┌─ Dataset extract
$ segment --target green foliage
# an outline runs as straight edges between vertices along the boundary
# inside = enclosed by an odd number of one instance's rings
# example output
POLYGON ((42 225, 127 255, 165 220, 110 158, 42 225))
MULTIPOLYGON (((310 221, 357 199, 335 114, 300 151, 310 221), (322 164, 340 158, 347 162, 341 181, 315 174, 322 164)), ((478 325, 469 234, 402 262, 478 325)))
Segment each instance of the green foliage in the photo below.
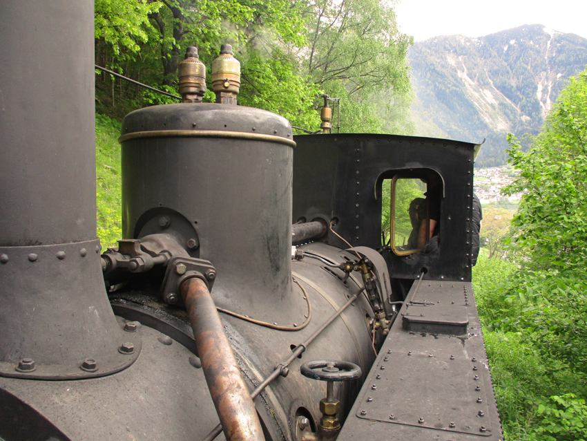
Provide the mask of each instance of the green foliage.
POLYGON ((586 137, 587 71, 561 93, 527 153, 509 138, 519 173, 506 191, 525 191, 508 250, 516 264, 474 268, 508 440, 587 439, 586 137))
POLYGON ((102 250, 122 238, 120 180, 120 124, 96 115, 96 207, 97 236, 102 250))
POLYGON ((274 112, 291 125, 311 130, 320 128, 314 109, 318 86, 295 73, 293 64, 276 50, 271 57, 251 55, 242 71, 239 103, 274 112))
POLYGON ((587 64, 587 39, 523 26, 477 39, 418 41, 410 60, 418 134, 472 142, 485 138, 475 166, 495 167, 507 161, 508 131, 538 134, 547 97, 554 102, 567 79, 587 64), (547 72, 552 73, 545 77, 547 72))
POLYGON ((512 165, 520 171, 506 194, 526 191, 514 241, 543 268, 578 264, 587 257, 587 71, 561 93, 544 130, 526 153, 513 135, 512 165))
POLYGON ((148 16, 162 5, 146 0, 95 0, 95 37, 106 41, 117 58, 131 57, 140 50, 140 44, 148 41, 148 16))
POLYGON ((413 39, 399 32, 394 4, 320 0, 306 10, 309 47, 300 51, 303 71, 329 95, 341 99, 344 132, 413 130, 405 62, 413 39))
POLYGON ((587 406, 573 393, 552 396, 538 406, 537 416, 542 418, 535 433, 545 441, 585 441, 587 440, 587 406))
└─
• [Goal]: Pull every entry above out verbatim, omitting the pictures.

• [Complete output]:
$ segment --target green foliage
# an outline runs as straight edges between vertices along the boundary
# inside = enclosed by an odd number of one instance's rings
# example output
POLYGON ((42 225, 127 255, 165 220, 110 158, 42 225))
MULTIPOLYGON (((310 221, 357 199, 335 114, 300 151, 310 221), (322 164, 340 158, 347 162, 341 181, 315 174, 322 164)), ((478 325, 469 234, 402 262, 478 325)))
Segment each instance of the green foliage in the photo below.
Provide the mask of each instance of the green foliage.
POLYGON ((586 137, 587 71, 561 93, 527 153, 509 138, 519 173, 506 191, 525 191, 508 250, 516 264, 474 268, 508 440, 587 439, 586 137))
POLYGON ((102 250, 122 238, 120 180, 120 124, 96 115, 96 207, 97 236, 102 250))
POLYGON ((274 112, 291 125, 311 130, 320 128, 314 109, 318 86, 295 73, 293 64, 276 50, 271 57, 251 55, 242 71, 239 103, 274 112))
POLYGON ((587 64, 587 39, 523 26, 477 39, 418 41, 410 60, 418 134, 472 142, 485 138, 475 166, 495 167, 507 161, 508 131, 538 134, 547 97, 554 102, 567 79, 587 64), (547 72, 552 73, 545 77, 547 72))
POLYGON ((512 165, 520 171, 506 194, 526 191, 514 241, 543 268, 578 264, 587 257, 587 71, 561 93, 544 130, 526 153, 513 135, 512 165))
POLYGON ((148 16, 162 5, 146 0, 95 0, 95 37, 106 41, 117 58, 131 57, 140 50, 140 44, 148 41, 148 16))
POLYGON ((413 39, 399 32, 394 4, 320 0, 306 10, 309 47, 300 51, 303 71, 329 95, 341 99, 344 132, 413 130, 405 62, 413 39))
POLYGON ((587 406, 573 393, 552 396, 538 406, 537 416, 542 418, 535 433, 545 441, 585 441, 587 440, 587 406))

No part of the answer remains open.